→ **Document**:
....

T-Mobile joins AT&T in fiber fever

T-Mobile is reportedly working with Citigroup to find partners to invest up to $4 billion to build a fiber network, an effort that could reach up to 4 million homes.

Mike Dano, Editorial Director, 5G & Mobile Strategies

November 8, 2022

5 Min Read
T-Mobile joins AT&T in fiber fever

T-Mobile is reportedly working with Citigroup to find partners to invest up to $4 billion to build a fiber network in unspecified parts of the US. T-Mobile is the nation's second biggest wireless network operator, in terms of subscribers, but it is the only big mobile provider that doesn't own a wired network.

The news – from Bloomberg, citing unnamed sources familiar with the matter – dovetails with a recent report, also from Bloomberg, that AT&T is talking to infrastructure investors about expanding its massive fiber network buildout even further. According to that report, AT&T has hired Morgan Stanley to help drive interest among investors for a fiber joint venture worth up to $15 billion.

AT&T, for its part, has already committed to doubling its fiber footprint to around 30 million locations by 2025 by upgrading its aging DSL network. But the company has already signaled ambitions beyond that; for example, it is building a fiber network in the Phoenix, Arizona, suburb of Mesa, a location beyond the boundaries of its existing copper network footprint.

....

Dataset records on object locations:
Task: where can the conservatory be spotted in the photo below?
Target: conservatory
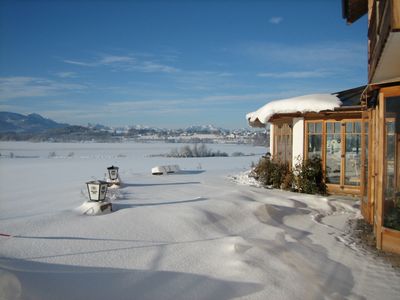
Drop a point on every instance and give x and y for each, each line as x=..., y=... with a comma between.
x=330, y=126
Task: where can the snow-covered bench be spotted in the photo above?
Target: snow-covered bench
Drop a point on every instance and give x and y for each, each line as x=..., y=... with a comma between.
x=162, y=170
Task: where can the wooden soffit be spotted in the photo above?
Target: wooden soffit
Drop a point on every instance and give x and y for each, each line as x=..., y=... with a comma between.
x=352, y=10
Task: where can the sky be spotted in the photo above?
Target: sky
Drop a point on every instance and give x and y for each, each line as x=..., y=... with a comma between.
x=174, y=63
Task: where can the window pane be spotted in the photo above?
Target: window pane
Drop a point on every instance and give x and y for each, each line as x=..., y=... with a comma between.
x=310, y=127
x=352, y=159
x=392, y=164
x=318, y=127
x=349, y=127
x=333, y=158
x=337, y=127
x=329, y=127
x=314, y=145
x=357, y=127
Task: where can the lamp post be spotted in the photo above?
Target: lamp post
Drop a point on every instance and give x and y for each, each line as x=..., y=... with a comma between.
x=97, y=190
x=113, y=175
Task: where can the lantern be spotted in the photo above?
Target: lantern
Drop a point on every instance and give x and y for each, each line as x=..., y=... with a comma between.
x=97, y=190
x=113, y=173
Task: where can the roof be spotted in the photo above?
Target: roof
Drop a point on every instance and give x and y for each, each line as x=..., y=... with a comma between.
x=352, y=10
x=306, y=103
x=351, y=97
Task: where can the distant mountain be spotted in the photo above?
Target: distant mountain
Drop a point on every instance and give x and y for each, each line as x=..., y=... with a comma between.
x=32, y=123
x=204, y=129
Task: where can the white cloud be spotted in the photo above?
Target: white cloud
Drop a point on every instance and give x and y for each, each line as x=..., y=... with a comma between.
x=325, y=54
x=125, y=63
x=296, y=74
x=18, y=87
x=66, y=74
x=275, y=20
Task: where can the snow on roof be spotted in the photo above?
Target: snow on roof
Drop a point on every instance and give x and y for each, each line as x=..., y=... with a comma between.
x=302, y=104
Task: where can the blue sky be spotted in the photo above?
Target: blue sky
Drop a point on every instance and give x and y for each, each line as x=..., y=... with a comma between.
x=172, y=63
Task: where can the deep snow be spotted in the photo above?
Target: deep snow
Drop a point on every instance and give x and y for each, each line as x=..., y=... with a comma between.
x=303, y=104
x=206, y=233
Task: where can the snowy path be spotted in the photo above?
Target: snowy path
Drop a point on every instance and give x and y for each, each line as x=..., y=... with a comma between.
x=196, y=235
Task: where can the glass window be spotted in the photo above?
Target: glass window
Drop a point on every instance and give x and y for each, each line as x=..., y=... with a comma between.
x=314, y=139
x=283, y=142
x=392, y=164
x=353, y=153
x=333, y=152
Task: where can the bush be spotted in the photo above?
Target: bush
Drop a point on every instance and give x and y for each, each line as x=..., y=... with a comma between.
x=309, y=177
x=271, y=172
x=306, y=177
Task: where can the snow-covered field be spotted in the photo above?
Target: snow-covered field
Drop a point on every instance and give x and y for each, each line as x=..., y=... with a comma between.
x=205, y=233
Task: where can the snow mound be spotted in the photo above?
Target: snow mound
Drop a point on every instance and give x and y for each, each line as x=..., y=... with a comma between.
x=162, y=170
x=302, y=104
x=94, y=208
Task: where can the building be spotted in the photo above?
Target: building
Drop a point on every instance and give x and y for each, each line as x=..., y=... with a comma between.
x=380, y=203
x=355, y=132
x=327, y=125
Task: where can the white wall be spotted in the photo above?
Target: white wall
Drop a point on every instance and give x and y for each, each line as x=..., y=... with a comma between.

....

→ **Set of tasks**:
1/ In the T-Mobile fiber article, which bank has AT&T hired to help drive investor interest in its fiber joint venture?
2/ Arrange the records between the line containing "Task: where can the blue" and the line containing "x=196, y=235", inclusive, as a Markdown table with the columns Number and Record line, omitting blank lines.
The article and the records come from separate, unrelated sources.

→ **Worked answers**:
1/ Morgan Stanley

2/
| Number | Record line |
|---|---|
| 1 | Task: where can the blue sky be spotted in the photo above? |
| 2 | Target: blue sky |
| 3 | Drop a point on every instance and give x and y for each, each line as x=..., y=... with a comma between. |
| 4 | x=172, y=63 |
| 5 | Task: where can the deep snow be spotted in the photo above? |
| 6 | Target: deep snow |
| 7 | Drop a point on every instance and give x and y for each, each line as x=..., y=... with a comma between. |
| 8 | x=303, y=104 |
| 9 | x=206, y=233 |
| 10 | Task: where can the snowy path be spotted in the photo above? |
| 11 | Target: snowy path |
| 12 | Drop a point on every instance and give x and y for each, each line as x=..., y=... with a comma between. |
| 13 | x=196, y=235 |